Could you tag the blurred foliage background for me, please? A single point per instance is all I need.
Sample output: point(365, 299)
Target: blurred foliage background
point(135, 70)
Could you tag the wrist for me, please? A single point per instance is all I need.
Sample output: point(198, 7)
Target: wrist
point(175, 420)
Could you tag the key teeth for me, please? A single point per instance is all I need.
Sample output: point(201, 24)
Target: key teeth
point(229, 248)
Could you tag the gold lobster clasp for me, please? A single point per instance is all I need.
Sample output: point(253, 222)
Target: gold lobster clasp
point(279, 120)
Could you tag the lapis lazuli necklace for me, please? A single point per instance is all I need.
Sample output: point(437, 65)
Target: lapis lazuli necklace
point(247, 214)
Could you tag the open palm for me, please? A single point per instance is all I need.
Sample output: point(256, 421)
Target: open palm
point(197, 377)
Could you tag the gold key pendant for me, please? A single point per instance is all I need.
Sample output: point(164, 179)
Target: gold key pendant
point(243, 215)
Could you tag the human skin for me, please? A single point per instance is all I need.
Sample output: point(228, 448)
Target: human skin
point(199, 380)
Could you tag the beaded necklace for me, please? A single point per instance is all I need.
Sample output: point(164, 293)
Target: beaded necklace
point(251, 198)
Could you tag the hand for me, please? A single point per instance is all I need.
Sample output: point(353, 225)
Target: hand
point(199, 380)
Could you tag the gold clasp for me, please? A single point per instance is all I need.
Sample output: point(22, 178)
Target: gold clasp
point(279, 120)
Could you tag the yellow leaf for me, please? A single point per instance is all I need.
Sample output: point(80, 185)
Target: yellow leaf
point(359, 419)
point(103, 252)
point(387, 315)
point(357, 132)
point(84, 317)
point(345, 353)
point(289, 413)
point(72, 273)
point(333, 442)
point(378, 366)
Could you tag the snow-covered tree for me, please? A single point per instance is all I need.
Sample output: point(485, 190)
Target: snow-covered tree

******

#### Exercise requirements:
Considering only lines of the records that hold the string "tree", state how many there are and nothing else.

#### Answer to this problem:
2